### Task statement
Copy out the records word for word, from the line with "In this exercise you will locate the sea" up to and including the line with "[(222, 718)]".

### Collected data
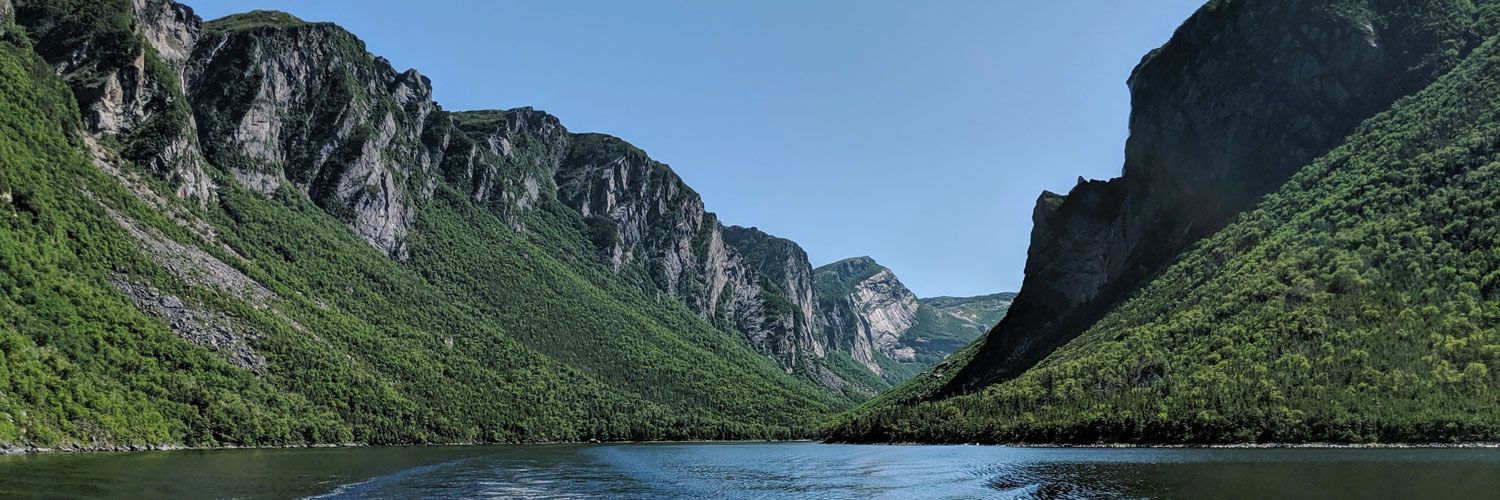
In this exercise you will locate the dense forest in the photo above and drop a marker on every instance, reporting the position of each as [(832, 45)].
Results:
[(131, 316), (1355, 304)]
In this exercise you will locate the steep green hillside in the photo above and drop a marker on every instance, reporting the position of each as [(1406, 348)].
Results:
[(131, 314), (1355, 304), (867, 316)]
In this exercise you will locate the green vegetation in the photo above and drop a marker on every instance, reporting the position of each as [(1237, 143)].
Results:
[(1356, 304), (482, 334), (251, 21)]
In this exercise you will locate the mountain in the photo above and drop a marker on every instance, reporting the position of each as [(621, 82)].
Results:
[(1352, 304), (864, 311), (254, 231), (1239, 98)]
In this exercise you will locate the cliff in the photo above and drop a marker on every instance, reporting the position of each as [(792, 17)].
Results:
[(863, 310), (1239, 98)]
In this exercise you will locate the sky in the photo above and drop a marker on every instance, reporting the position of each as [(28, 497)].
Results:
[(915, 132)]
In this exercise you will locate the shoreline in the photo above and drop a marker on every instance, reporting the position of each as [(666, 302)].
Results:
[(12, 451)]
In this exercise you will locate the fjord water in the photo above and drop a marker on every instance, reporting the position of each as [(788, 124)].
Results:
[(792, 470)]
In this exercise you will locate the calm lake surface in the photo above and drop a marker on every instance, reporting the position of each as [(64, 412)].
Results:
[(761, 470)]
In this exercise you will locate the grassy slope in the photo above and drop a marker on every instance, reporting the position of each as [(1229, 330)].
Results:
[(483, 337), (1356, 304)]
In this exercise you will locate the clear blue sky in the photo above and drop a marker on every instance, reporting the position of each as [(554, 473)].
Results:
[(917, 132)]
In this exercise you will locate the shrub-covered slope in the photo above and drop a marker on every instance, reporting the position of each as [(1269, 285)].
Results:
[(267, 293), (1242, 95), (1355, 304)]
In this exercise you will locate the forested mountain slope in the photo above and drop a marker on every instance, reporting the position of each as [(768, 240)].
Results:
[(1239, 98), (1355, 304), (867, 314), (252, 231)]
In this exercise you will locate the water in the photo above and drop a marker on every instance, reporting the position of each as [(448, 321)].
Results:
[(761, 470)]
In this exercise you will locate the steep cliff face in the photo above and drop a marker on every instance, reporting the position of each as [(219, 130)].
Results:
[(774, 307), (363, 265), (863, 310), (654, 228), (506, 159), (125, 63), (302, 104), (1241, 96)]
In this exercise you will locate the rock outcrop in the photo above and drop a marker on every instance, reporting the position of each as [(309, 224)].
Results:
[(867, 313), (651, 227), (302, 104), (1238, 99), (128, 78), (287, 107), (864, 310)]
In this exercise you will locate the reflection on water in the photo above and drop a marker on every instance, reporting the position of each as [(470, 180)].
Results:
[(791, 470)]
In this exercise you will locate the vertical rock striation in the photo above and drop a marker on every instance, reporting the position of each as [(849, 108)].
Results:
[(302, 104), (125, 62), (863, 310), (1238, 99), (651, 227)]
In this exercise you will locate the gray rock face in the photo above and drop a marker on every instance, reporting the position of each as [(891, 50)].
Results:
[(288, 102), (864, 310), (653, 227), (282, 107), (132, 92), (773, 299), (506, 159), (1217, 122), (215, 331)]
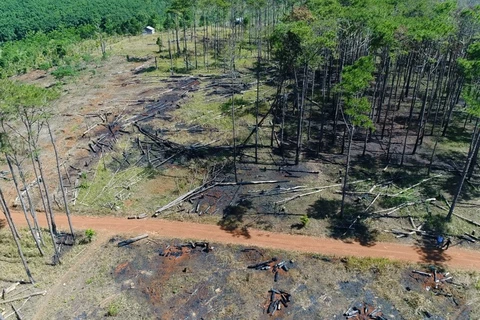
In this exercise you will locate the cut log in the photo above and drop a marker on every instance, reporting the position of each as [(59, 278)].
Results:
[(467, 238), (40, 293), (472, 236), (9, 289), (17, 313), (417, 184), (142, 216), (132, 240), (422, 273), (468, 220)]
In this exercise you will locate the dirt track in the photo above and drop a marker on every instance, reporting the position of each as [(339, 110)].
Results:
[(454, 257)]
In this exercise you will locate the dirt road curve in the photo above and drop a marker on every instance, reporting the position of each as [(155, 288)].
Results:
[(454, 257)]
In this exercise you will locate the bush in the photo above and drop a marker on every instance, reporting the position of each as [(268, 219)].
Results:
[(112, 310), (64, 71), (304, 220), (89, 234)]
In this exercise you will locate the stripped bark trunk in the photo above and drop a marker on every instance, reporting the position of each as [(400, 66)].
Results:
[(65, 202), (24, 208), (6, 211)]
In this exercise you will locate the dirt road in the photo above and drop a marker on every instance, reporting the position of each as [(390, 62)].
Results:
[(454, 257)]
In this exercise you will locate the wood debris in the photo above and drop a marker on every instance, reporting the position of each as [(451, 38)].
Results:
[(278, 298), (131, 240), (364, 312), (275, 266)]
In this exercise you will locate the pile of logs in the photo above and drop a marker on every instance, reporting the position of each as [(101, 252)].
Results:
[(277, 299), (131, 240), (272, 265), (180, 250), (364, 312), (434, 281)]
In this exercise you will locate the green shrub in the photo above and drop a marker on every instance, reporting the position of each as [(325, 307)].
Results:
[(304, 220), (64, 71), (112, 310), (89, 234)]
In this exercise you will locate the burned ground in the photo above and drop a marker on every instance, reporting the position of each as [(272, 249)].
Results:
[(171, 279)]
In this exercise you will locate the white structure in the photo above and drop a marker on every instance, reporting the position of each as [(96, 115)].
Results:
[(149, 30)]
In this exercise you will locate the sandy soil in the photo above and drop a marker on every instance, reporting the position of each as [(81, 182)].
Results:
[(453, 257)]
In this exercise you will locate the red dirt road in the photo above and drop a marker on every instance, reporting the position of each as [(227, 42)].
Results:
[(453, 257)]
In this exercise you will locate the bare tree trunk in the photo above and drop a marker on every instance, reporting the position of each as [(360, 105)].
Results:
[(29, 198), (176, 36), (170, 53), (24, 208), (347, 168), (259, 47), (195, 35), (11, 224), (47, 195), (67, 210)]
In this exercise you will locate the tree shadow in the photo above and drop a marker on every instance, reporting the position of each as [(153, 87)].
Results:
[(352, 224), (145, 70), (426, 246), (232, 220)]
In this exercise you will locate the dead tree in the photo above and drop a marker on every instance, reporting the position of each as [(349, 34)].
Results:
[(22, 203), (67, 211), (11, 224)]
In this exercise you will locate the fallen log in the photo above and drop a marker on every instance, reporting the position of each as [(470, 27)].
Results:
[(417, 184), (319, 189), (42, 293), (472, 236), (132, 240), (9, 289), (467, 238), (182, 198), (468, 220), (422, 273), (17, 313), (243, 183)]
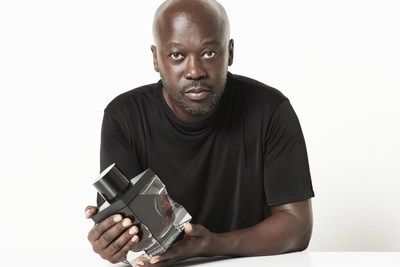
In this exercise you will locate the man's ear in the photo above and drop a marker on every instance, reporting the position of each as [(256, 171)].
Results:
[(230, 48), (155, 63)]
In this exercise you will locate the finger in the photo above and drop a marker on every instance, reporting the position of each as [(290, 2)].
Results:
[(102, 227), (195, 230), (125, 242), (90, 211), (123, 245)]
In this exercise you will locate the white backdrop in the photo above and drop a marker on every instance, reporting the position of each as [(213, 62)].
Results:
[(61, 62)]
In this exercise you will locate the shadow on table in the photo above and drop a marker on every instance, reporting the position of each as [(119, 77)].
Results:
[(200, 260)]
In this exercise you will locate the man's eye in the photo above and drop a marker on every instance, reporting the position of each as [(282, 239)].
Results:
[(176, 56), (209, 54)]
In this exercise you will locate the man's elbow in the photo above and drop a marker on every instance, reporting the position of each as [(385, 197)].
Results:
[(303, 239)]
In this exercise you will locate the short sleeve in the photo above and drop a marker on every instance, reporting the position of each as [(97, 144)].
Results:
[(116, 147), (286, 168)]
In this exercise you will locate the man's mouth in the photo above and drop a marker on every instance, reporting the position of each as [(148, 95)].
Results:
[(197, 93)]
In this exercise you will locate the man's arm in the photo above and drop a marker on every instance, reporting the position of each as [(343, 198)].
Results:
[(288, 229)]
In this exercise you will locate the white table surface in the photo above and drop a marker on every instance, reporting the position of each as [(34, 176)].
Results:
[(47, 258)]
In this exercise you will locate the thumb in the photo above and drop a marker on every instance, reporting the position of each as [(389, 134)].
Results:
[(90, 211), (194, 230)]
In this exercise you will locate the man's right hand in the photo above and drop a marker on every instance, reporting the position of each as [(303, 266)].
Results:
[(113, 237)]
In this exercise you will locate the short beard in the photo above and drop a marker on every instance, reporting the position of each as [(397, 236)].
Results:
[(208, 107)]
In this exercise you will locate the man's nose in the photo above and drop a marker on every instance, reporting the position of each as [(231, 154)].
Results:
[(194, 69)]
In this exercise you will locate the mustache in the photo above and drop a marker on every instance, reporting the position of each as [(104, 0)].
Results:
[(195, 84)]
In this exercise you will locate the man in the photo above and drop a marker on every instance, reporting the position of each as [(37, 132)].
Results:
[(229, 149)]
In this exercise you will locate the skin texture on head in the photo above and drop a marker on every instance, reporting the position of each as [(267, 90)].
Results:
[(192, 53)]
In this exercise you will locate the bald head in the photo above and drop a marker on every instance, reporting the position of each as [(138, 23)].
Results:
[(208, 12)]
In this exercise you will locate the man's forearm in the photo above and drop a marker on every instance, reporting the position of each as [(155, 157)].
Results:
[(287, 230)]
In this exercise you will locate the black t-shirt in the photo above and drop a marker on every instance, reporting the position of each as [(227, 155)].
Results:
[(226, 170)]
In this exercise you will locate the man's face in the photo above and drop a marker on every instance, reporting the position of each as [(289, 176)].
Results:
[(192, 58)]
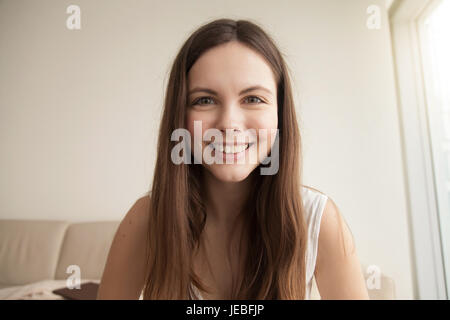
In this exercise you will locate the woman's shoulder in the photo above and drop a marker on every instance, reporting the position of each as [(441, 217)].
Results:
[(314, 202)]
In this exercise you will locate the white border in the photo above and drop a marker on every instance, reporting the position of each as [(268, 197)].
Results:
[(422, 204)]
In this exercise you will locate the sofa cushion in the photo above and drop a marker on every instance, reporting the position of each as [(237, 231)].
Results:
[(86, 245), (29, 250)]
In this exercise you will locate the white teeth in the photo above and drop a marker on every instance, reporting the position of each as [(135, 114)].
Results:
[(229, 149)]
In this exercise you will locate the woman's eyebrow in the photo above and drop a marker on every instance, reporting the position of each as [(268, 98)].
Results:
[(210, 91)]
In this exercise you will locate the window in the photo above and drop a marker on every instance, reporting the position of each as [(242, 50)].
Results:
[(434, 37)]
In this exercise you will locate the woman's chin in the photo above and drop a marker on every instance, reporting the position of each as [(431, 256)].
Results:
[(230, 173)]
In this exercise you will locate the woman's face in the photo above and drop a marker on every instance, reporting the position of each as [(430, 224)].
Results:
[(226, 71)]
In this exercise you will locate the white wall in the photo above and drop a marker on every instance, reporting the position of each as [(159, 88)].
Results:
[(79, 110)]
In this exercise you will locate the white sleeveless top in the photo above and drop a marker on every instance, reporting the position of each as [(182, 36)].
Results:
[(314, 203)]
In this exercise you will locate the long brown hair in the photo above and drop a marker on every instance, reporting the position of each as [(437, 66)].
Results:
[(274, 266)]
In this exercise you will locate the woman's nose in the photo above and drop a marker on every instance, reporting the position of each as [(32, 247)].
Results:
[(230, 117)]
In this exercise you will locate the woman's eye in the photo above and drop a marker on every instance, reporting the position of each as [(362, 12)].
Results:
[(258, 99), (204, 100)]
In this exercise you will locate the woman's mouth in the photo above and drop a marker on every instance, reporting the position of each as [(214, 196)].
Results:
[(230, 152)]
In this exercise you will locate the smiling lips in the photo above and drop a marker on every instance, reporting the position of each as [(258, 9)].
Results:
[(230, 148)]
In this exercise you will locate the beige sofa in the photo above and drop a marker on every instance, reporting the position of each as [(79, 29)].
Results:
[(36, 255)]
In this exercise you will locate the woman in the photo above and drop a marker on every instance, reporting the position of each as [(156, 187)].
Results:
[(231, 231)]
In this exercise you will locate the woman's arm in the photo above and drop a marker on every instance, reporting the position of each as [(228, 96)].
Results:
[(338, 270), (125, 269)]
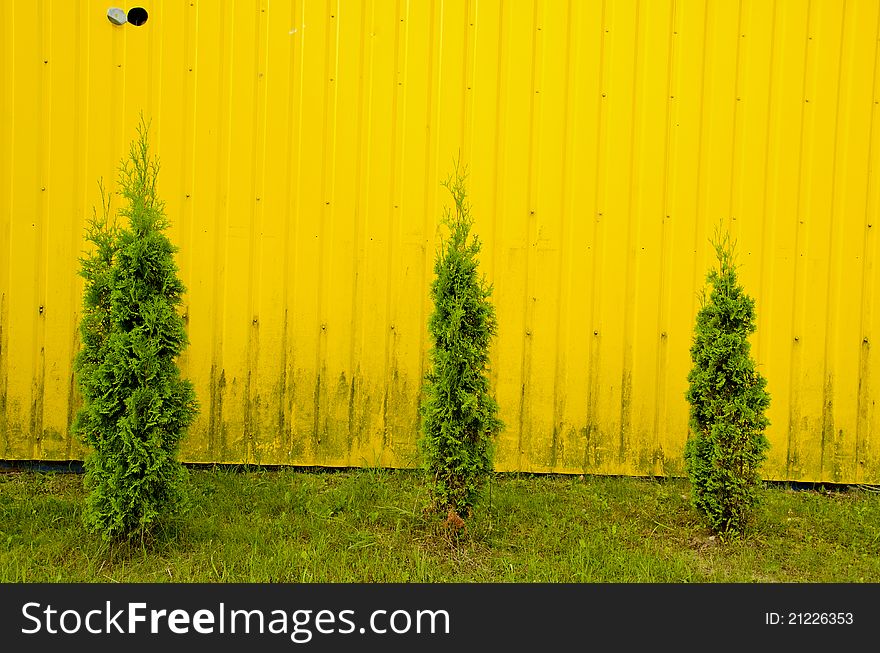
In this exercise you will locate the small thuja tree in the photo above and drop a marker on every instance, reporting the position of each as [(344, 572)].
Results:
[(136, 406), (727, 399), (459, 415)]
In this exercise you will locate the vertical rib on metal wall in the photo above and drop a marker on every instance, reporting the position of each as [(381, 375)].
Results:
[(302, 147)]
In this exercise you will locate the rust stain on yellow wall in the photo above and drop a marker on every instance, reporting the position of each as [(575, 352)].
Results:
[(302, 147)]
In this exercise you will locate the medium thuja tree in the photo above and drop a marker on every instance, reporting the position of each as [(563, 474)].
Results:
[(459, 415), (136, 407), (728, 400)]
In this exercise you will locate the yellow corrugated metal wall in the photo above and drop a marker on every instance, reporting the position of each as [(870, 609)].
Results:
[(302, 147)]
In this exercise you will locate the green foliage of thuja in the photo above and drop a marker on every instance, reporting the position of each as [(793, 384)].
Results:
[(728, 399), (136, 406), (459, 415)]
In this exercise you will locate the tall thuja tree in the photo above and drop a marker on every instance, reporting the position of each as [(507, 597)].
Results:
[(136, 406), (728, 400), (459, 415)]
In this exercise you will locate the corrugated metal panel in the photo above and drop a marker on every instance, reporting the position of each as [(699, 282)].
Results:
[(303, 144)]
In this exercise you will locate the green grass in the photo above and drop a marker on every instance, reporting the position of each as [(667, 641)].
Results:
[(369, 526)]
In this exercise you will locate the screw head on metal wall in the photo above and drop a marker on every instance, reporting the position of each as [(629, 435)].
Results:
[(117, 16)]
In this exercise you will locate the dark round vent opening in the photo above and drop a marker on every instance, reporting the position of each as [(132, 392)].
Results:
[(137, 16)]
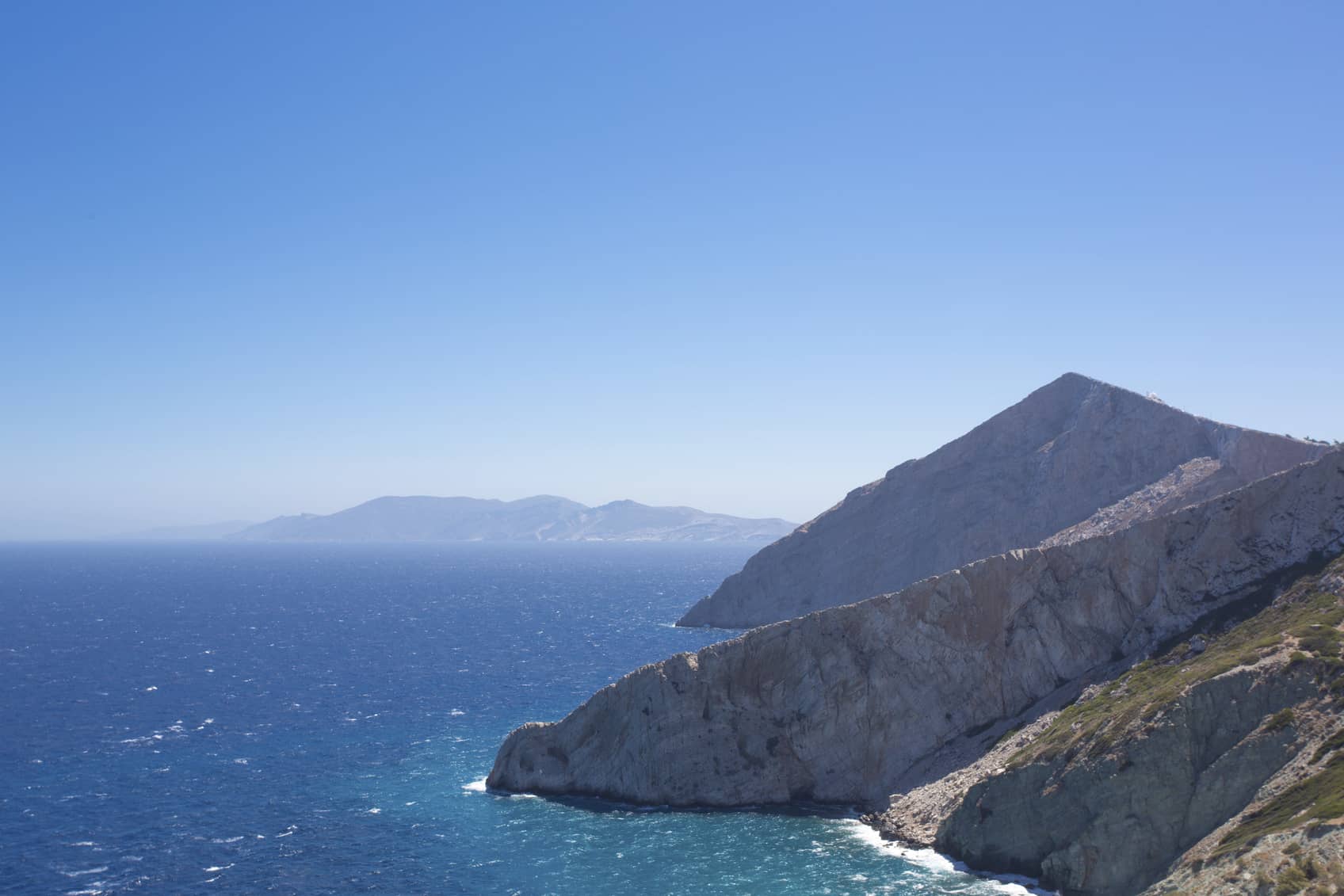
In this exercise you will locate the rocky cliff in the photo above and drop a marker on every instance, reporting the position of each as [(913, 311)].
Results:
[(542, 517), (1212, 768), (842, 704), (1077, 456)]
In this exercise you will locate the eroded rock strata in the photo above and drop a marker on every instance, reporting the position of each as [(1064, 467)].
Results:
[(1214, 768), (840, 704), (1037, 472)]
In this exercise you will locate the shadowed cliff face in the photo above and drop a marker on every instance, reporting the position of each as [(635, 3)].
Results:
[(836, 706), (1048, 463)]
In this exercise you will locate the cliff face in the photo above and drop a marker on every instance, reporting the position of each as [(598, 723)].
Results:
[(838, 706), (1074, 453), (1178, 768)]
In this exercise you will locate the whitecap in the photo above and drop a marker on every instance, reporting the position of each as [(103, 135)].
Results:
[(937, 863)]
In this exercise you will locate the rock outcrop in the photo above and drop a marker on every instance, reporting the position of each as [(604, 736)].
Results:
[(1075, 453), (838, 706)]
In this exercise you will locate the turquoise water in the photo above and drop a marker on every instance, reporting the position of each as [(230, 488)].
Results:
[(318, 719)]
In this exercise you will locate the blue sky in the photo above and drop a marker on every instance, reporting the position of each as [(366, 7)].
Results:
[(266, 258)]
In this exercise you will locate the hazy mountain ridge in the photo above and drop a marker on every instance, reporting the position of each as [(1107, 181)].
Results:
[(542, 517)]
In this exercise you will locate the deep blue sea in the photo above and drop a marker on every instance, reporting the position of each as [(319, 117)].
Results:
[(216, 718)]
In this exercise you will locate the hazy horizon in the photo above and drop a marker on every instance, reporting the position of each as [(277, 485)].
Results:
[(739, 258)]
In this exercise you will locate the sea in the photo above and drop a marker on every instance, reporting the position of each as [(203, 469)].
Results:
[(222, 718)]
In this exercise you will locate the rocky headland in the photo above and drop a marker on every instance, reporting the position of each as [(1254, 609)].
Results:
[(1149, 699), (1074, 459)]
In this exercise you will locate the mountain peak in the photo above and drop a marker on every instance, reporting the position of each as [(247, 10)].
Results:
[(1074, 459)]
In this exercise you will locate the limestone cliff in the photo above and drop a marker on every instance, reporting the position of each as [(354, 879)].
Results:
[(1212, 770), (840, 704), (1075, 453)]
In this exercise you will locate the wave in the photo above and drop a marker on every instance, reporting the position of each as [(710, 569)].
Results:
[(86, 871), (937, 863)]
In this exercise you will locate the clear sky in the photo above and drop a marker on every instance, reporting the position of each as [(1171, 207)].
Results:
[(266, 258)]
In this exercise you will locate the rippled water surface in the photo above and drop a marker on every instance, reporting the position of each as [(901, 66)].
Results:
[(316, 719)]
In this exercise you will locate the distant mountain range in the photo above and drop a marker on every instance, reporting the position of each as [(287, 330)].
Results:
[(536, 519)]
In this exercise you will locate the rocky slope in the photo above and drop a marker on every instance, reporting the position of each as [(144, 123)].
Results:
[(1214, 768), (843, 704), (1075, 454), (538, 519)]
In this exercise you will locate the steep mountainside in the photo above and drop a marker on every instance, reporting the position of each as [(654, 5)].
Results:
[(1075, 456), (840, 706), (536, 519), (1214, 768)]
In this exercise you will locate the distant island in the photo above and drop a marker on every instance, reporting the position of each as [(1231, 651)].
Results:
[(542, 517)]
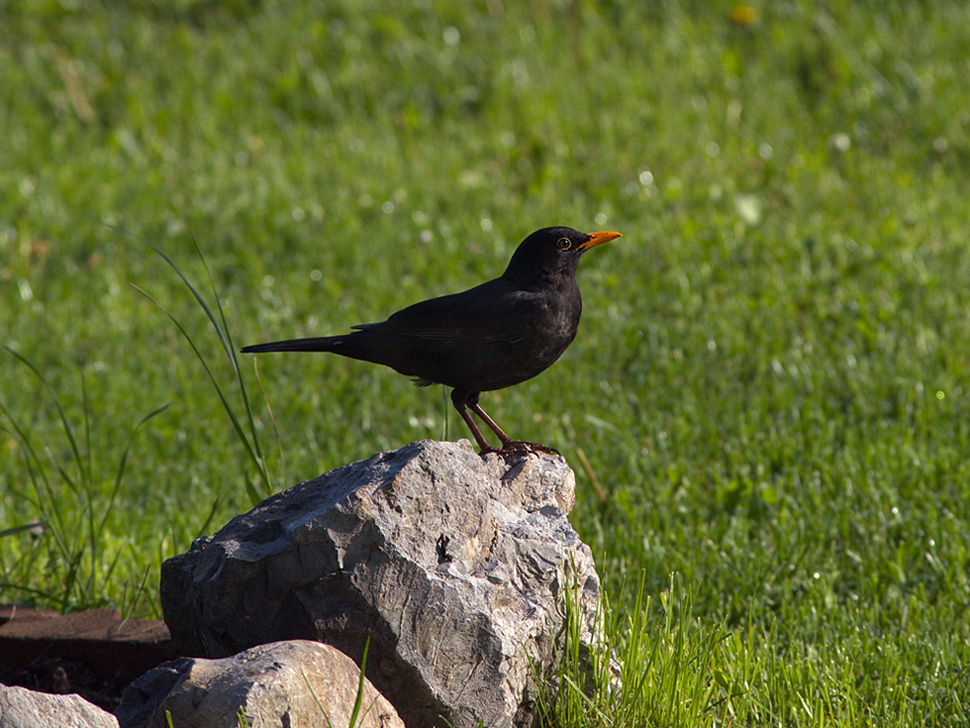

### Answer to the exercise
In this exercise you will locate the sea in the photo above and drop a marker on every instance, reporting the position of each as [(203, 469)].
Results:
[(222, 718)]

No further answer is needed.